# Requirements
Will you print, unchanged, every line from the one containing "Target: golden chandelier" through the last line below?

(Items from a data source)
────────────────────
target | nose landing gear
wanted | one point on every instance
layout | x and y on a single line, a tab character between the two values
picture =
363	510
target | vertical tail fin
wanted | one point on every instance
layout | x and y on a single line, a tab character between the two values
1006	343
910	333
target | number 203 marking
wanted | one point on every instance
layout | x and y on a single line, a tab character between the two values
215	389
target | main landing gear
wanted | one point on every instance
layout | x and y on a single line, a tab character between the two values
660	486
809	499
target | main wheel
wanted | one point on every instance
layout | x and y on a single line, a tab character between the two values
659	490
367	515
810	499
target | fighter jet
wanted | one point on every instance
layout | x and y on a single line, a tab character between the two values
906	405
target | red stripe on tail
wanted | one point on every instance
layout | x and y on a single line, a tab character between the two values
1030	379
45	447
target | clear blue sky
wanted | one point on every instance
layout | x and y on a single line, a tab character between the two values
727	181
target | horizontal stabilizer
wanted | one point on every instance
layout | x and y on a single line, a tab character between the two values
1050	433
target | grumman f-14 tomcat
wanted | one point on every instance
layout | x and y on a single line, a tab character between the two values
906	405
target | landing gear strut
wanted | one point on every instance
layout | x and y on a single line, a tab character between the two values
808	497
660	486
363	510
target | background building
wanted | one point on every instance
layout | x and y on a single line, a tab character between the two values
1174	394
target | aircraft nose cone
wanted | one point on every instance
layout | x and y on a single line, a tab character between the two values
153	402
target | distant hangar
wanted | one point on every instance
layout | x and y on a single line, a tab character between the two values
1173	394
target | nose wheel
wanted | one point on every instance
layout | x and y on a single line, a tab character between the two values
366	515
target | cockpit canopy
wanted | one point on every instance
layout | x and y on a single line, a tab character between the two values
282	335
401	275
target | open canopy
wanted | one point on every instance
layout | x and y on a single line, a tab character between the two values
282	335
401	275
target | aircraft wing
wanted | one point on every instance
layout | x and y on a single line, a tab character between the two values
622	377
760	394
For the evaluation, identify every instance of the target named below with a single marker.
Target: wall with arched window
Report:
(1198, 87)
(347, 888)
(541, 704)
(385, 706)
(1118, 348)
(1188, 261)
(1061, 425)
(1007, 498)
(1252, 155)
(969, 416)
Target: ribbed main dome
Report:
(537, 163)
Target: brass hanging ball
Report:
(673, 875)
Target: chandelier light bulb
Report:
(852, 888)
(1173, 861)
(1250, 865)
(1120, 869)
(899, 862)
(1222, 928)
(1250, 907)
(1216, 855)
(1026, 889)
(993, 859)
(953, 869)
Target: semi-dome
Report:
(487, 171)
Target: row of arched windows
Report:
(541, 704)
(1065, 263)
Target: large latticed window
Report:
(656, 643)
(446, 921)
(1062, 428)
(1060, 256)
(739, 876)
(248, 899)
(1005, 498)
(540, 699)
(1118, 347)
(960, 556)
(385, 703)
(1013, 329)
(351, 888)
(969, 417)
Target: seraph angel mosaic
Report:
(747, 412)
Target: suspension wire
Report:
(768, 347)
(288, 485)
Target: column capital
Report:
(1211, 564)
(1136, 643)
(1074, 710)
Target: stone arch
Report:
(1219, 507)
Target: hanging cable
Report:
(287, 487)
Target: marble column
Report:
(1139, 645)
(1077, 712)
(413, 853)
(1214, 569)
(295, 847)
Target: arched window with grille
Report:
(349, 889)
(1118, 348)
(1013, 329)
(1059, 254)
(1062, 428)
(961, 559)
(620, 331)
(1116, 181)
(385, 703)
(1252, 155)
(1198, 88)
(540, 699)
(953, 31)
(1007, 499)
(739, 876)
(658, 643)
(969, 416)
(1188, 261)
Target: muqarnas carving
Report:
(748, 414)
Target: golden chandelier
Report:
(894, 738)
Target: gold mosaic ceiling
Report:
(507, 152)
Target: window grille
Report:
────────────────────
# Solved problem
Target: golden chandelier
Report:
(894, 738)
Target: gold mosaic ceiling
Report:
(507, 152)
Target: window grille
Report:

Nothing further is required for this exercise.